**WHAT THE TASK ASKS**.
Images are not part of the copy; transcribe all the data exactly.

**EXERCISE INPUT**.
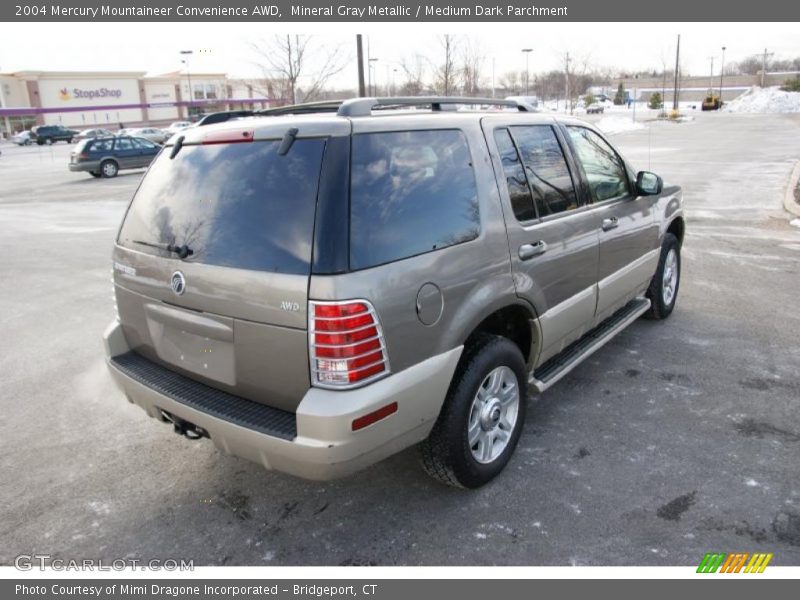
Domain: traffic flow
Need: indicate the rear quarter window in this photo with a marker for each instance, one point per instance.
(234, 205)
(412, 192)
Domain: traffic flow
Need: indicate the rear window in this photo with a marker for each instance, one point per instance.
(234, 205)
(411, 192)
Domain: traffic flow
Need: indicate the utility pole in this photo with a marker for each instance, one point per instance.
(711, 76)
(677, 68)
(360, 53)
(721, 77)
(764, 65)
(568, 104)
(527, 52)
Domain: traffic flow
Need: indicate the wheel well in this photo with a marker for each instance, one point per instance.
(676, 228)
(512, 322)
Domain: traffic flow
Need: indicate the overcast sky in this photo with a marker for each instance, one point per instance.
(154, 47)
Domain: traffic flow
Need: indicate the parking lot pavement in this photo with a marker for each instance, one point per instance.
(677, 438)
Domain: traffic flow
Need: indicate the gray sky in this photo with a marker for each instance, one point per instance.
(154, 47)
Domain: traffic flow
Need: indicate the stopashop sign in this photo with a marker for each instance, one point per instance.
(91, 94)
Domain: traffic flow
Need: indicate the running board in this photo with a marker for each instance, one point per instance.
(555, 368)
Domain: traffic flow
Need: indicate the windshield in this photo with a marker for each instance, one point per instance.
(237, 205)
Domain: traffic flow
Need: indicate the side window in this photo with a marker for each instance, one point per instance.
(102, 145)
(546, 167)
(604, 170)
(411, 192)
(518, 190)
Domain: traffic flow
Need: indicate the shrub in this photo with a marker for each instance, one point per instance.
(791, 85)
(656, 101)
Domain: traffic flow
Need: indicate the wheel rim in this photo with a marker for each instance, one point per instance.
(669, 282)
(493, 415)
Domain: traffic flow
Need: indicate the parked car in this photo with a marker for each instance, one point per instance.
(157, 136)
(252, 312)
(93, 133)
(49, 134)
(177, 126)
(23, 138)
(105, 157)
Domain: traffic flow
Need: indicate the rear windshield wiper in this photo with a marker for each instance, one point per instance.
(181, 251)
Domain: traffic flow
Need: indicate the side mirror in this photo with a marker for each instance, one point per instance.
(648, 184)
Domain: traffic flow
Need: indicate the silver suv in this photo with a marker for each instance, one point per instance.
(317, 287)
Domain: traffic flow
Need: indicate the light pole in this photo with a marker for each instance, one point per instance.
(185, 61)
(3, 105)
(373, 77)
(527, 52)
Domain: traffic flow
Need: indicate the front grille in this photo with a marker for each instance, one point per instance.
(213, 402)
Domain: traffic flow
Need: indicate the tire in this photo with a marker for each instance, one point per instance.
(663, 290)
(108, 168)
(469, 413)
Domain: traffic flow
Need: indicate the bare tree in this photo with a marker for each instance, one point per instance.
(472, 65)
(284, 62)
(446, 76)
(414, 68)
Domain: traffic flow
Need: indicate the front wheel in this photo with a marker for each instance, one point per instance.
(481, 420)
(663, 290)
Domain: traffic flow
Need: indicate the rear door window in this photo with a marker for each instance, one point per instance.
(411, 192)
(234, 205)
(604, 169)
(546, 168)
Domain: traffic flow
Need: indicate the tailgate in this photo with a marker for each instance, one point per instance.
(212, 263)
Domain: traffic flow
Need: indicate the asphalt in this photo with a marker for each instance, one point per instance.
(678, 438)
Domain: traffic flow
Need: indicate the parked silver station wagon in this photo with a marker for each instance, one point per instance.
(317, 287)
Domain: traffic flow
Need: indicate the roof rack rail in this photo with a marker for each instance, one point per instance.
(301, 109)
(362, 107)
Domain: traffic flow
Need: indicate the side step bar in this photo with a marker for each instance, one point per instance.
(562, 363)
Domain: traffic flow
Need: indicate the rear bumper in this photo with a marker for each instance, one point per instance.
(84, 166)
(325, 447)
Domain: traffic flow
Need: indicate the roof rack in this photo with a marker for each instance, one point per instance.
(362, 107)
(301, 109)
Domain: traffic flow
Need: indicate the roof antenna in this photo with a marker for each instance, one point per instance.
(177, 147)
(287, 141)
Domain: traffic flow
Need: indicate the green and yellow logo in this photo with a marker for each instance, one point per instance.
(744, 562)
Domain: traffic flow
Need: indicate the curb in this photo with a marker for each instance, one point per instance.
(789, 203)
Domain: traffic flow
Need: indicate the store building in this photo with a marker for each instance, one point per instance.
(107, 99)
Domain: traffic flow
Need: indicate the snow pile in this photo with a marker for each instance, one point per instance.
(618, 124)
(765, 100)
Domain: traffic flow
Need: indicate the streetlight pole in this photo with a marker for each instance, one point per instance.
(374, 78)
(185, 61)
(527, 52)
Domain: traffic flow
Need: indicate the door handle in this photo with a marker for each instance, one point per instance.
(527, 251)
(610, 223)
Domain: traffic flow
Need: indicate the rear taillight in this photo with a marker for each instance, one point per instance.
(346, 344)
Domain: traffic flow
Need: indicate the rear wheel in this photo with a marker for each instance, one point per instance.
(481, 420)
(663, 290)
(109, 168)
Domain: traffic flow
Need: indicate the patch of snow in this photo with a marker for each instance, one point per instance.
(765, 100)
(613, 124)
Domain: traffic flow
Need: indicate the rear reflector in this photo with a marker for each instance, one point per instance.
(229, 136)
(346, 344)
(374, 417)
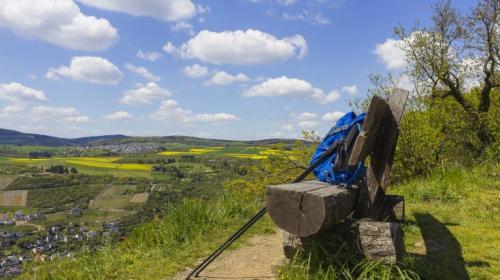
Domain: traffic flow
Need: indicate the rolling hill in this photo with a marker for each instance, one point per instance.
(12, 137)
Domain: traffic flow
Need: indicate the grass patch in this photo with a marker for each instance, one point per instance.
(452, 231)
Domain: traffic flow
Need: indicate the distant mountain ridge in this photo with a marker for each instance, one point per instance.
(13, 137)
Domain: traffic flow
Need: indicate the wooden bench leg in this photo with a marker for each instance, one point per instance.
(382, 241)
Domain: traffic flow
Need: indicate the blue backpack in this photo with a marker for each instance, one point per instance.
(334, 170)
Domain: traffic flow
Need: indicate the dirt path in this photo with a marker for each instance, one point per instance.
(259, 258)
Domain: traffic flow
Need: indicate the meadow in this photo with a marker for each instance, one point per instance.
(449, 235)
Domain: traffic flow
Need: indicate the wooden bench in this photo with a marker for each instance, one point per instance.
(310, 208)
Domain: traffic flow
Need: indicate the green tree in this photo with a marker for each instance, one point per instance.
(455, 49)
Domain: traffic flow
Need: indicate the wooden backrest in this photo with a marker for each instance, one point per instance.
(378, 140)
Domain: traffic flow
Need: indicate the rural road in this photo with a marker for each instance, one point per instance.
(259, 258)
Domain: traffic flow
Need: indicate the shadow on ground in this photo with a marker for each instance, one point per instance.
(443, 258)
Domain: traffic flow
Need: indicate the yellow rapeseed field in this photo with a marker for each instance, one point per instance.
(28, 160)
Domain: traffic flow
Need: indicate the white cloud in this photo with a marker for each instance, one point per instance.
(58, 22)
(151, 56)
(391, 54)
(287, 127)
(171, 49)
(307, 116)
(287, 2)
(195, 71)
(352, 90)
(92, 69)
(314, 18)
(16, 92)
(143, 72)
(239, 47)
(308, 124)
(284, 86)
(168, 10)
(144, 94)
(170, 110)
(58, 114)
(119, 115)
(332, 116)
(183, 26)
(222, 78)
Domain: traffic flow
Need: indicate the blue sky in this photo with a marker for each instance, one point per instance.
(232, 69)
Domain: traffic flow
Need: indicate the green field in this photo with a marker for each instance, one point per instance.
(141, 164)
(113, 198)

**WORKED SOLUTION**.
Domain: traffic flow
Need: indicate the rear quarter window in this photo with a marker for each instance, one point per instance.
(234, 205)
(412, 192)
Domain: traffic flow
Need: indicate the rear window in this photo with a marker for each instance, one point per instance.
(234, 205)
(411, 192)
Domain: traffic flow
Need: indicate the utility pole in this photo with a marker for each instance, one point per instance.
(711, 76)
(677, 68)
(360, 53)
(721, 77)
(764, 65)
(568, 104)
(527, 52)
Domain: traffic flow
Need: indicate the wheel well in this photo with a marker for each instance, one point per instance.
(676, 228)
(512, 322)
Domain: traffic flow
Need: indicate the overcast sky in this photo with a marker for each instance, one point per instance.
(154, 47)
Domain: traffic flow
Need: indicate the parking lot pavement in this photo with a marker for each instance, one point per instance.
(677, 438)
Domain: traffic flow
Need: indicate the gray sky in this photo with a marker for each instance, one point per instance.
(154, 47)
Domain: traffic flow
Need: indicate the stopashop sign in this photo with a marker for each instance, one point per instance.
(91, 94)
Domain: traffic flow
Need: indicate the running board in this photo with a marker for each instance, one point per instance.
(555, 368)
Domain: traffic flow
Need: indicate the windshield in this photo with a marker for each instance, one point per instance.
(237, 205)
Domain: traffic flow
Need: indicate the side window in this photo with a marker for each instance, one point per instance.
(102, 145)
(546, 167)
(604, 170)
(411, 192)
(518, 190)
Domain: traffic flow
Need: indicate the shrub in this photo with a marker for each instance, one point per instance.
(791, 85)
(656, 101)
Domain: traffic flow
Need: indicate the wheel rim in this photo with a marker for each instance, one point per instance.
(669, 282)
(493, 415)
Domain: traffic flow
Need: indicate the parked car in this photo with a marker for each instance, one point per instance.
(157, 136)
(252, 312)
(93, 133)
(49, 134)
(177, 126)
(23, 138)
(105, 157)
Domain: traffic flow
Need: indicate the rear windshield wiper in this photo with a marker for each instance, one point per instance.
(181, 251)
Domain: traffic flow
Need: indicate the side mirror in this photo with a marker for each instance, one point per instance.
(648, 184)
Domain: traffic flow
Need: indicate the silver suv in this photo with a marker for each instance, one point per instance.
(317, 287)
Domain: traffic flow
Need: indicate the light pole in this photo with a marker for each instance, one point per instance.
(185, 61)
(3, 105)
(373, 77)
(527, 52)
Domain: traffic flow
Need: indicate the front grille in this photo with a marker for each instance, one point per instance.
(213, 402)
Domain: traffic flow
Need: indicate the tire in this photo with a marker for each instance, one point per instance.
(663, 290)
(108, 168)
(469, 413)
Domain: traffic flow
Need: indicate the bare tree in this photo with a marker for each instance, one point per instance.
(472, 65)
(284, 62)
(446, 76)
(414, 68)
Domain: traffic flow
Need: indicate the front wheel in this photo with a marker for each instance, one point per instance.
(481, 420)
(663, 290)
Domain: traffic flow
Need: indicate the rear door window in this photo with a marker for each instance, one point per instance.
(411, 192)
(234, 205)
(604, 169)
(546, 168)
Domain: traffic flow
Need: indicate the tailgate in this photo with a marker for each instance, one point per instance.
(212, 263)
Domain: traffic flow
Need: indicate the asphalt in this photo with a marker for each instance, one point per instance.
(678, 438)
Domain: traffic flow
Need: indicate the parked silver station wagon in this photo with a marker for each instance, one point per instance.
(317, 287)
Domain: traffic flow
Need: indicate the roof rack rail in this photo with a marker for each instance, one point per instance.
(301, 109)
(362, 107)
Domain: traffic flow
Need: indicate the side step bar in this photo with a marker for each instance, one point per instance.
(562, 363)
Domain: traffic flow
Need: indicate the rear bumper in this photo with a marker for each instance, one point per instance.
(84, 166)
(325, 447)
Domain: traffic flow
Need: indicate the roof rack in this photo with a marker for each instance, one point per instance.
(362, 107)
(301, 109)
Domain: traffic flow
Need: indicate the roof antenna in this photo with a marker for each instance, one point per instance.
(177, 147)
(287, 141)
Domain: traffic flow
Need: indicate the green and yellow logo in this photo with a marker for each instance, one point per instance.
(744, 562)
Domain: traffic flow
Need: indicate the curb in this photo with a marker for each instance, one point per instance.
(789, 203)
Domain: traffic flow
Need: indicate the store building in this photo with a marker for each instance, one point per instance.
(107, 99)
Domain: traffic flow
Need: indicate the snow pile in this photo with a marker for each instance, one point per instance.
(618, 124)
(765, 100)
Domain: traffic flow
Need: indicate the streetlight pole in this photo with a marker for each instance, one point per instance.
(374, 78)
(185, 61)
(527, 52)
Domain: traffic flow
Need: indicate the door handle in this photo with a marker for each instance, one point per instance.
(527, 251)
(610, 223)
Domain: traffic flow
Need: indicate the rear taillight in this photo with a marker for each instance, one point per instance.
(346, 344)
Domain: traffic flow
Need: indicate the rear wheel in this photo with a marker for each instance, one point per instance.
(481, 420)
(663, 290)
(109, 168)
Domain: traffic flow
Need: indicate the patch of snow in this photo with a marker for each instance, one point per instance.
(765, 100)
(613, 124)
Domain: traffic flow
Need: indicate the rear reflector in this photo with a marker for each instance, one point per instance.
(229, 136)
(346, 344)
(374, 417)
Domain: traffic flow
Need: indicate the rolling hill in this photo with a marker for each instance, one point per instance.
(12, 137)
Domain: traffic flow
Need: indicate the grass patch in this photo with a marker for each instance, one point per instance.
(452, 231)
Domain: traffic flow
Need: indicate the distant mountain ridge in this photo with a marker for each instance, one point per instance.
(13, 137)
Domain: traffic flow
Need: indicate the wooden bench leg in this photo with a marker for each instance, one point per instance.
(382, 241)
Domain: traffic flow
Need: indicate the blue backpack in this photo with a marker for each instance, one point per instance.
(334, 170)
Domain: traffic flow
Need: indicate the dirt path in this photo with a marker for each instance, one point per instance.
(259, 258)
Domain: traffic flow
Need: indicate the meadow in this photo with a marker for each instance, one point per instance.
(449, 235)
Domain: traffic flow
Need: indicate the wooden bench in this photo with a marker for each instance, one point per instance.
(310, 208)
Domain: traffic flow
Need: indicate the green tree in this photo with a marker for each instance, one point per instance.
(455, 49)
Domain: traffic flow
Need: indicate the wooden backrest in this photo with a marker for each instance, one point per instance.
(378, 140)
Domain: traffic flow
Need: indicate the rural road in this photo with a marker for each instance, one point per instance.
(259, 258)
Domain: traffic flow
Need: indicate the shadow on ground in this photo with a marker for each instance, one point per instance.
(443, 258)
Domain: traffic flow
Need: indicate the yellow rapeseed field in this photo with a marker for each instance, one point per instance.
(28, 160)
Domain: traffic flow
Need: indicate the white cloud in this photo with a marker for each instance, one point per instance.
(58, 22)
(151, 56)
(391, 54)
(287, 127)
(171, 49)
(307, 116)
(287, 2)
(195, 71)
(352, 90)
(92, 69)
(314, 18)
(16, 92)
(143, 72)
(239, 47)
(308, 124)
(284, 86)
(168, 10)
(144, 94)
(170, 110)
(58, 114)
(119, 115)
(332, 116)
(183, 26)
(222, 78)
Domain: traffic flow
Need: indicate the blue sky in this photo with a marker for each instance, one point per instance.
(232, 69)
Domain: traffic flow
Need: indicate the green field in this photo with a marker for each instance, one point per instance.
(141, 164)
(113, 198)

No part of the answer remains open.